What to produce - Please carry on the pan-orbit camera passage below, picking up after its final sentence.

Zoom and Pitch Limits
#![allow(unused)] fn main() { if let Some(pan_orbit) = world.core.get_pan_orbit_camera_mut(camera) { pan_orbit.zoom_lower_limit = 1.0; pan_orbit.zoom_upper_limit = Some(50.0); pan_orbit.pitch_upper_limit = std::f32::consts::FRAC_PI_2 - 0.01; pan_orbit.pitch_lower_limit = -(std::f32::consts::FRAC_PI_2 - 0.01); } }
Upside-Down Handling
When allow_upside_down is true, the pitch can exceed ±90 degrees. When the camera goes upside down, the yaw direction is automatically reversed for intuitive mouse control.
Runtime Control
#![allow(unused)] fn main() { if let Some(pan_orbit) = world.core.get_pan_orbit_camera_mut(camera) { pan_orbit.target_focus = Vec3::new(0.0, 2.0, 0.0); pan_orbit.target_radius = 5.0; pan_orbit.target_yaw += 0.1; pan_orbit.target_pitch += 0.05; } }
Computing Camera Transform
The pan-orbit camera position is computed from yaw, pitch, and radius:
#![allow(unused)] fn main() { let (position, rotation) = pan_orbit.compute_camera_transform(); }
The camera is placed at focus + rotate(yaw, pitch) * (0, 0, radius) — the rotation is composed as yaw (around Y) then pitch (around X).

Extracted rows

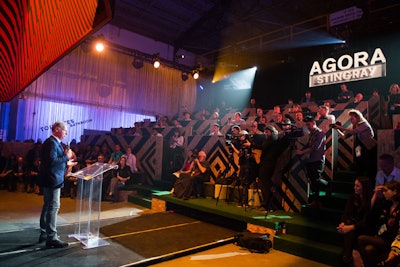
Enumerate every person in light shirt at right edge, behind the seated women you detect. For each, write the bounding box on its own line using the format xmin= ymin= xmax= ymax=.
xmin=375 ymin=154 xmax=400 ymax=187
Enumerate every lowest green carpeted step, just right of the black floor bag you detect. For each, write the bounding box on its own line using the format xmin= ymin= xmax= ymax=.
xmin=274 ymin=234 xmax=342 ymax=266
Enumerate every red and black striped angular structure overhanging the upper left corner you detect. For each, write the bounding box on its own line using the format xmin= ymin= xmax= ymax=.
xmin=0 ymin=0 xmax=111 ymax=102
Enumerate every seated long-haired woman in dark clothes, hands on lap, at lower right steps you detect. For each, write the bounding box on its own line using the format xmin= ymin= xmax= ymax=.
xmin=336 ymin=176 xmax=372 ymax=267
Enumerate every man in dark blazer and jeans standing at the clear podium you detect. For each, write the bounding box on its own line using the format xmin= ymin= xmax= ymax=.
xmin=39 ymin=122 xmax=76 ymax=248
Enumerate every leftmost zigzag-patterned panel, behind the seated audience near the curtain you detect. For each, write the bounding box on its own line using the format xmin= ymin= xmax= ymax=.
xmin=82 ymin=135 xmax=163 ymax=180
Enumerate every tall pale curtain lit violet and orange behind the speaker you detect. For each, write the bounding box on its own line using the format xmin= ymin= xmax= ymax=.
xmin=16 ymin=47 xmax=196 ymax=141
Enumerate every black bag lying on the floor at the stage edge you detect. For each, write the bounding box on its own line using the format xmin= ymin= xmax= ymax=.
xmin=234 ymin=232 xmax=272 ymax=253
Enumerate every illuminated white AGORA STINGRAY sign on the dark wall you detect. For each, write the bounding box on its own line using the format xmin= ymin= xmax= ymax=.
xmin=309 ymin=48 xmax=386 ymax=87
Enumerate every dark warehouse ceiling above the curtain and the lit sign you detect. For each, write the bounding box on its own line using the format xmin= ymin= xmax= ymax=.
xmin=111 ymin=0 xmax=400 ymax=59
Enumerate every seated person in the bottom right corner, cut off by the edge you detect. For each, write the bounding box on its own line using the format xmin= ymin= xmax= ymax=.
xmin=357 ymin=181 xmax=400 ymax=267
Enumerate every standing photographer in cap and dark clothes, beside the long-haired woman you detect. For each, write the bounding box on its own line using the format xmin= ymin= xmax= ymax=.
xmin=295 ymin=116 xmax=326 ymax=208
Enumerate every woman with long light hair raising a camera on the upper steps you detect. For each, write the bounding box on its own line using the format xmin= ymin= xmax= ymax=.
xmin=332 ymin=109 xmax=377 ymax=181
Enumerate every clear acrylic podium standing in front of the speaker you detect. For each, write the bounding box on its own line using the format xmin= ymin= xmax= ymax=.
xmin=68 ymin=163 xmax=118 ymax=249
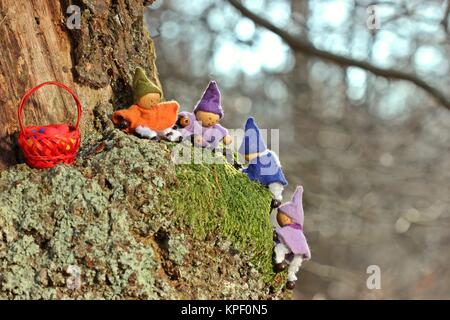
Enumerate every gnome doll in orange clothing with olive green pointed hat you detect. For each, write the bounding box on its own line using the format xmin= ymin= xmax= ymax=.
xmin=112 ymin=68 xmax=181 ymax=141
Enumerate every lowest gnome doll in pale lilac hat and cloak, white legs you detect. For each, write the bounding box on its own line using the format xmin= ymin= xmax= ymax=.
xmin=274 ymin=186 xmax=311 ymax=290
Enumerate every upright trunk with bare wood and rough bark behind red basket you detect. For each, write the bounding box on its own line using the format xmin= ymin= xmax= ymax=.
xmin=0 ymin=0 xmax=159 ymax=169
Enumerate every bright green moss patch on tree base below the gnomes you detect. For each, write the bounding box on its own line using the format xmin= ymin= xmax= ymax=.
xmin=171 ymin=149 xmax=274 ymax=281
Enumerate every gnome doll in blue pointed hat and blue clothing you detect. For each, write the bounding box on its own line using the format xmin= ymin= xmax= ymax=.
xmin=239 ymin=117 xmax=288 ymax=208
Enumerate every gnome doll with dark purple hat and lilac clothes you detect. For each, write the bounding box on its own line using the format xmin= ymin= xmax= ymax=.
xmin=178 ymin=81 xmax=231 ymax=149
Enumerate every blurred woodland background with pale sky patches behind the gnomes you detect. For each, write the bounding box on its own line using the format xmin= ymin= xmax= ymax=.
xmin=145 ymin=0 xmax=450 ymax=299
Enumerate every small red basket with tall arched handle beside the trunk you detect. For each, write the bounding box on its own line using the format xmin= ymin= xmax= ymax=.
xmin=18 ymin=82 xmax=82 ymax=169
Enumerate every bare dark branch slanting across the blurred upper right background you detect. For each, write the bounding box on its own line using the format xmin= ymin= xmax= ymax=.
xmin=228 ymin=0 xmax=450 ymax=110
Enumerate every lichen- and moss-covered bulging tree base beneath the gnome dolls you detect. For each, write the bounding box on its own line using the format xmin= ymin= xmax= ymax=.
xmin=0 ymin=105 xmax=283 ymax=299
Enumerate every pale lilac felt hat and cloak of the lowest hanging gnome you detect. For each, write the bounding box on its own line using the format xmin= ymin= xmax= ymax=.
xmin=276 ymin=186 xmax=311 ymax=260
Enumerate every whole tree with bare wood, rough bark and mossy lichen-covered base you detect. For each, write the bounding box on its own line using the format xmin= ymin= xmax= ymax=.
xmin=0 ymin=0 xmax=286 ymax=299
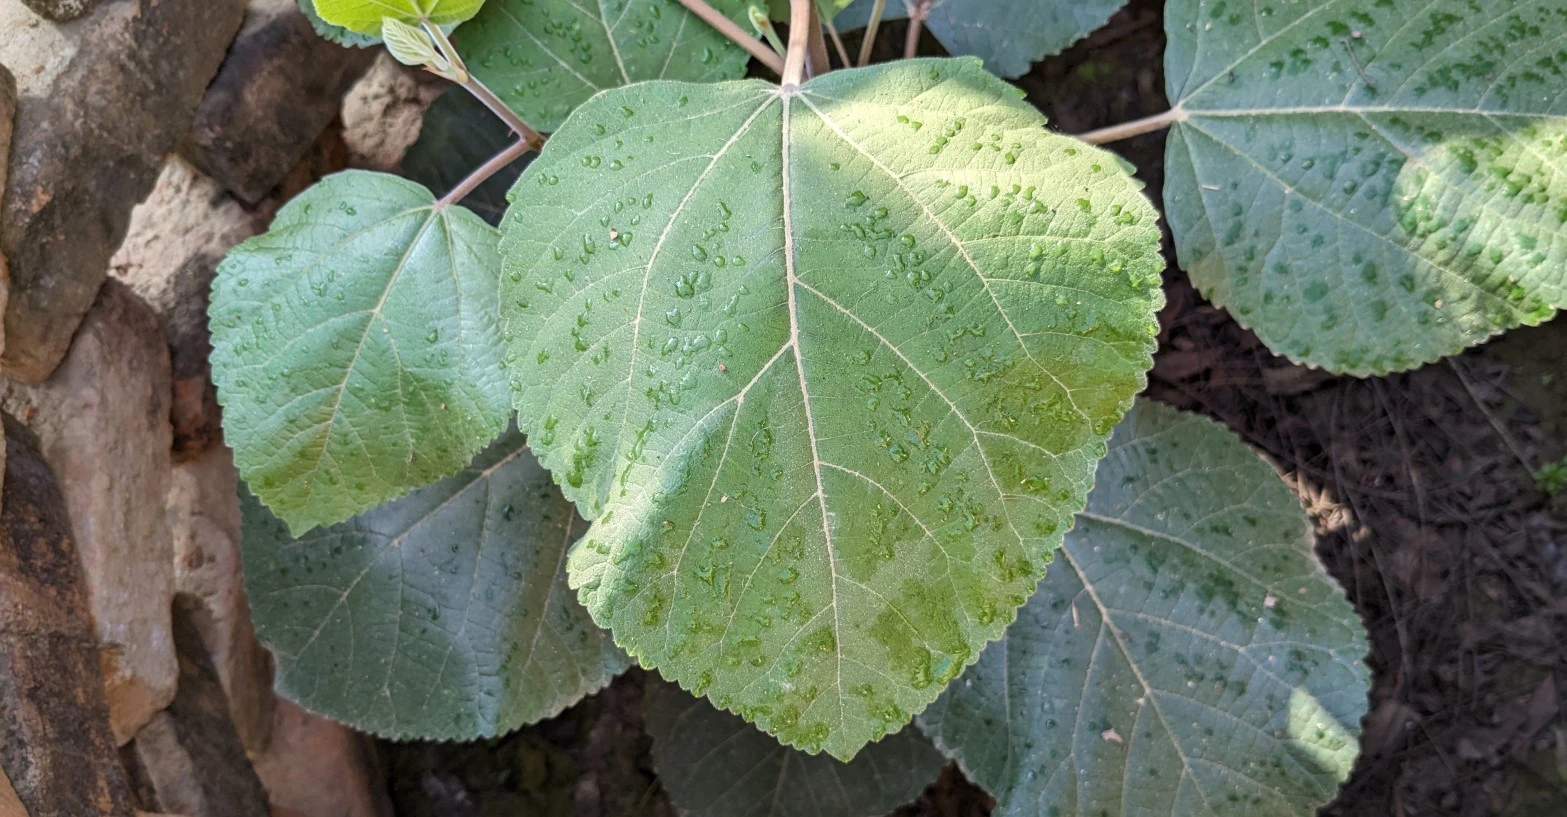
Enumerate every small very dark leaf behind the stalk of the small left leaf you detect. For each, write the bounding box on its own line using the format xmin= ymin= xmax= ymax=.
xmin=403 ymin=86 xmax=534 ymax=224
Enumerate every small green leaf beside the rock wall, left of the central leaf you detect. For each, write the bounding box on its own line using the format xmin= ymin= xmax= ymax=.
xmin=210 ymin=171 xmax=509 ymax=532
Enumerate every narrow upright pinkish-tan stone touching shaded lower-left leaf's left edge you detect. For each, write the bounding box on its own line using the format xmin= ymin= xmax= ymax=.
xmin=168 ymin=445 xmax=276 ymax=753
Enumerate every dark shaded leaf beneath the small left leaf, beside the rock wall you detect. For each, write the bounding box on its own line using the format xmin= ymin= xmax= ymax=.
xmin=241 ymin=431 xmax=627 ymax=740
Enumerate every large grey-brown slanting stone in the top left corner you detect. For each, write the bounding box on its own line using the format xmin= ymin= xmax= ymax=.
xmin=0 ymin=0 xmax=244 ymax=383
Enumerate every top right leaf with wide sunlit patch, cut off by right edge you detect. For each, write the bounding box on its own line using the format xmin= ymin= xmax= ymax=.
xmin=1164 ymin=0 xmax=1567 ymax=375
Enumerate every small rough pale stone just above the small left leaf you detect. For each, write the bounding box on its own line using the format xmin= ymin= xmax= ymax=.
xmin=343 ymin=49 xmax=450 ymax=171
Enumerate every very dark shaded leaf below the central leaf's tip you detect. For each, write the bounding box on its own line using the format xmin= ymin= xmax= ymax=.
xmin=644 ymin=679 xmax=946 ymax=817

Output for this task -
Screen-to-World Conversion
Convert screen coordinates to a world-space ray:
#![allow(unused)] fn main() { use nightshade::ecs::picking::PickingRay; let screen_pos = world.resources.input.mouse.position; if let Some(ray) = PickingRay::from_screen_position(world, screen_pos) { let origin = ray.origin; let direction = ray.direction; } }
For perspective cameras, the ray origin is the camera position and the direction is computed by unprojecting through the inverse view-projection matrix. For orthographic cameras, the origin is the unprojected near-plane point and the direction is the camera's forward vector.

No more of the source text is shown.